▶ Trecho da página
%%

Quadradinhos de maracujá: a cara da minha infância.

Ontem bateu saudade de um gostinho da infância lá em Belém do Pará: Quadradinhos de maracujá. Hoje estou escrevendo essa postagem me deliciando com uns um. Se você também morre de saudade de sabores e aromas familiares e eles são difíceis de encontrar onde você está, arrisque-se na cozinha afetiva! Afinal, a vida seria muito insossa se não fossem os nossos erros e tentativas, não seria?

18 de fev. de 2015

Começar de novo

Leiden, nosso primeiro pouso na Holanda.

Mais um país, mais um idioma, mais um sistema de hábitos e costumes para aprender.
Apesar do entusiasmo que me move e da plena consciência de que estou onde estou por fruto das minhas escolhas, confesso que ando com uma certa preguiça para recomeçar. Deixem-me explicar um pouco o meu percurso até aqui para vocês entenderem o porquê.

No Brasil, eu morei em Belém do Pará (onde nasci), em Manaus, Fortaleza e Rio de Janeiro. Em 2007, cruzei o Oceano Atlântico e mudei por amor para o Porto, Portugal. Já estava plenamente adaptada lá quando meu marido foi contratado por uma empresa Holandesa e, aos 38 anos, mais uma vez, eu encaixotei a vida e nos mudamos para o país das tulipas e dos moinhos.

%%

▶ Entradas listadas

%%

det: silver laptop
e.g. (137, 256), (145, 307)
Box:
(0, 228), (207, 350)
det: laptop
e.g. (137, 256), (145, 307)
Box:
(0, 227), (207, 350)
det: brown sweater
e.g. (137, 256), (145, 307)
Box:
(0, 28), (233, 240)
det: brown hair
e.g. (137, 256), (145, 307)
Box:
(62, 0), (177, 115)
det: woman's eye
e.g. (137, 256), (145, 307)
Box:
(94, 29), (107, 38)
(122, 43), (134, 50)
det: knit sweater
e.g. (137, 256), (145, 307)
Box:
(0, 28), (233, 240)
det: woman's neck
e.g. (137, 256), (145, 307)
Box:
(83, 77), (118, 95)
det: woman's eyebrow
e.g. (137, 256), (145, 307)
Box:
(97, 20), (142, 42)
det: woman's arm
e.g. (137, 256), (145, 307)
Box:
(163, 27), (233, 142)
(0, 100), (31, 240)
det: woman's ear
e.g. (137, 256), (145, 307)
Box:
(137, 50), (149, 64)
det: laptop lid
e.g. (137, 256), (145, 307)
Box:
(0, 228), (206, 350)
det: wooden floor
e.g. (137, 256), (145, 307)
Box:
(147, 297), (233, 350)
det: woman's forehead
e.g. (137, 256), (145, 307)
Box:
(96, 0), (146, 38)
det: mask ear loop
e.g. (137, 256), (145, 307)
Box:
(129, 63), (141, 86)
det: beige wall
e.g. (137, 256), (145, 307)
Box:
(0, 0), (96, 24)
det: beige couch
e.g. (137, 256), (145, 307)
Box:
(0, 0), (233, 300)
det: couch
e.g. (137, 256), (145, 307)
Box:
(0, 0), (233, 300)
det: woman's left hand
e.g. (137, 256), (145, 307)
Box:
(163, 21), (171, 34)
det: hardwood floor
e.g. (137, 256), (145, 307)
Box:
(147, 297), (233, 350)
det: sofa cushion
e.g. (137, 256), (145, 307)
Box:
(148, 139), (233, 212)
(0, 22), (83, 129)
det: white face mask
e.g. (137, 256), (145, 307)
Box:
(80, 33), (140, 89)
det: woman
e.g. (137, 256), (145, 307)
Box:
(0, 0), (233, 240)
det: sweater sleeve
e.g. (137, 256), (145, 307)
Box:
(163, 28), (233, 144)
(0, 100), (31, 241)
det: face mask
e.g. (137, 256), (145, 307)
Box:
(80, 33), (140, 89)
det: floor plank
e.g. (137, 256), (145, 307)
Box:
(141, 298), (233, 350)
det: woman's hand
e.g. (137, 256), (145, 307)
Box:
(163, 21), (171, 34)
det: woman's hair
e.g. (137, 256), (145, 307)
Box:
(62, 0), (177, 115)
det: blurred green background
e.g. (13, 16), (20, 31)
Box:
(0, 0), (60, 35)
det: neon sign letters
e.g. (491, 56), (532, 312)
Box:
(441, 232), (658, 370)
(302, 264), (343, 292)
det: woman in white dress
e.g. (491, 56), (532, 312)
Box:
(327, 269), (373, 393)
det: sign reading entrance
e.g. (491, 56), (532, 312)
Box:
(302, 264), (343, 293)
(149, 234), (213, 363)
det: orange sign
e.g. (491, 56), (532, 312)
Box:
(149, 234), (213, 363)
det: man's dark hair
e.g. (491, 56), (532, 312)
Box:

%%

▶ Tarefa do exercício
Reescreva o trecho da página de "Ontem bateu saudade" até "costumes para aprender.", inclusive, substituindo "maracujá" por "goiaba".

▶ Resposta do exercício
Ontem bateu saudade de um gostinho da infância lá em Belém do Pará: Quadradinhos de goiaba. Hoje estou escrevendo essa postagem me deliciando com uns um. Se você também morre de saudade de sabores e aromas familiares e eles são difíceis de encontrar onde você está, arrisque-se na cozinha afetiva! Afinal, a vida seria muito insossa se não fossem os nossos erros e tentativas, não seria?

18 de fev. de 2015

Começar de novo

Leiden, nosso primeiro pouso na Holanda.

Mais um país, mais um idioma, mais um sistema de hábitos e costumes para aprender.